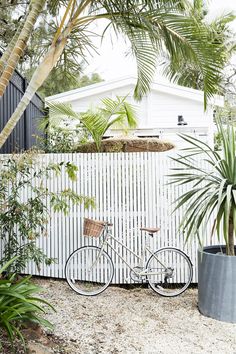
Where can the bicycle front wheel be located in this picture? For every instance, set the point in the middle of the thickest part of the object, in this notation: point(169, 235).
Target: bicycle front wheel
point(89, 270)
point(169, 271)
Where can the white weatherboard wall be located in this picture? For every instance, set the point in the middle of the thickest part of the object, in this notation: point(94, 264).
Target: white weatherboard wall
point(157, 112)
point(130, 190)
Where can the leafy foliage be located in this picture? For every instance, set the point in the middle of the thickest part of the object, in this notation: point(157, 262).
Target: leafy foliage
point(212, 189)
point(187, 73)
point(94, 122)
point(23, 218)
point(18, 304)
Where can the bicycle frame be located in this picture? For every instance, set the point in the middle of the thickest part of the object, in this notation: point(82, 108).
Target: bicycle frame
point(108, 235)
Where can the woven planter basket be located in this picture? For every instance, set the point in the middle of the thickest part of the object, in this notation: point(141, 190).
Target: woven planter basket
point(93, 228)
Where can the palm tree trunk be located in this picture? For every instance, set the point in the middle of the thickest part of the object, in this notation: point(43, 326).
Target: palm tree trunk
point(38, 78)
point(36, 7)
point(10, 47)
point(230, 246)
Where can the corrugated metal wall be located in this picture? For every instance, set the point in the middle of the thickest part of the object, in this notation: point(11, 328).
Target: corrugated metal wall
point(130, 191)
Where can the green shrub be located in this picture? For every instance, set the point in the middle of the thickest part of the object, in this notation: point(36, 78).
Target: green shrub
point(19, 305)
point(24, 216)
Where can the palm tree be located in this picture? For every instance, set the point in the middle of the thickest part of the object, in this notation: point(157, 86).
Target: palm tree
point(17, 46)
point(188, 73)
point(152, 27)
point(95, 121)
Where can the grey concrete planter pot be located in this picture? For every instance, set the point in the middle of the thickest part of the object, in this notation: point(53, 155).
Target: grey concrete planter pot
point(217, 284)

#####

#### Given exercise:
Reproduce the entire listing above verbatim, line for line, omitting the picture.

#### Output for this exercise:
Where can the bicycle front wheel be located in this picture? For every instance, set the point in the middle of the thickest part of the object, in this notation: point(169, 235).
Target: bicycle front wheel
point(89, 270)
point(169, 271)
Where can the white weatherboard wall be located in this picture? For every instance, set the point in the middle of the thickest part of the object, in this notation: point(94, 264).
Target: white weatherboard wall
point(157, 112)
point(130, 190)
Where can the leafy foliage be located in this picture? For every instance, set the point in the middle of the thickest part of the object, in this notation: point(157, 262).
Target: leafy foliage
point(212, 189)
point(187, 73)
point(94, 122)
point(23, 218)
point(18, 304)
Where can the bicycle frame be located in this picture? For every instance, set the point in the middle of the thickest part of the object, in this notation: point(82, 108).
Target: bicycle frame
point(108, 235)
Where can the woven planter basket be located in this picture? For every instance, set the point in the middle of the thickest part of the object, in this notation: point(141, 190).
Target: woven planter basket
point(93, 228)
Where can the palm tree trunk be located in this picture? For every instance, set the point in the middle of the thickest part of the object, in this notation: point(43, 326).
Target: palm tree trunk
point(38, 78)
point(36, 7)
point(10, 47)
point(230, 246)
Where can the corrugated metal wall be located in this picture? For every instance, set the point in the middle of the thickest part of the object, in this notation: point(11, 328).
Target: corrugated metal wall
point(130, 191)
Where can the green shrub be located in this picture? For every instance, set the point in the middle of the thickest part of the object, in this notation: point(36, 78).
Target: green shrub
point(19, 305)
point(24, 216)
Where can the palm tree be located in this picture? For every instance, set the point in the middle of the thickest part of the object, in this notation: point(157, 86).
Target: palm tree
point(17, 46)
point(188, 73)
point(152, 27)
point(95, 121)
Where can the grey concrete planter pot be located in this picture? For every instance, set the point in the middle of the thickest part of the object, in this notation: point(53, 155).
Target: grey concrete planter pot
point(217, 284)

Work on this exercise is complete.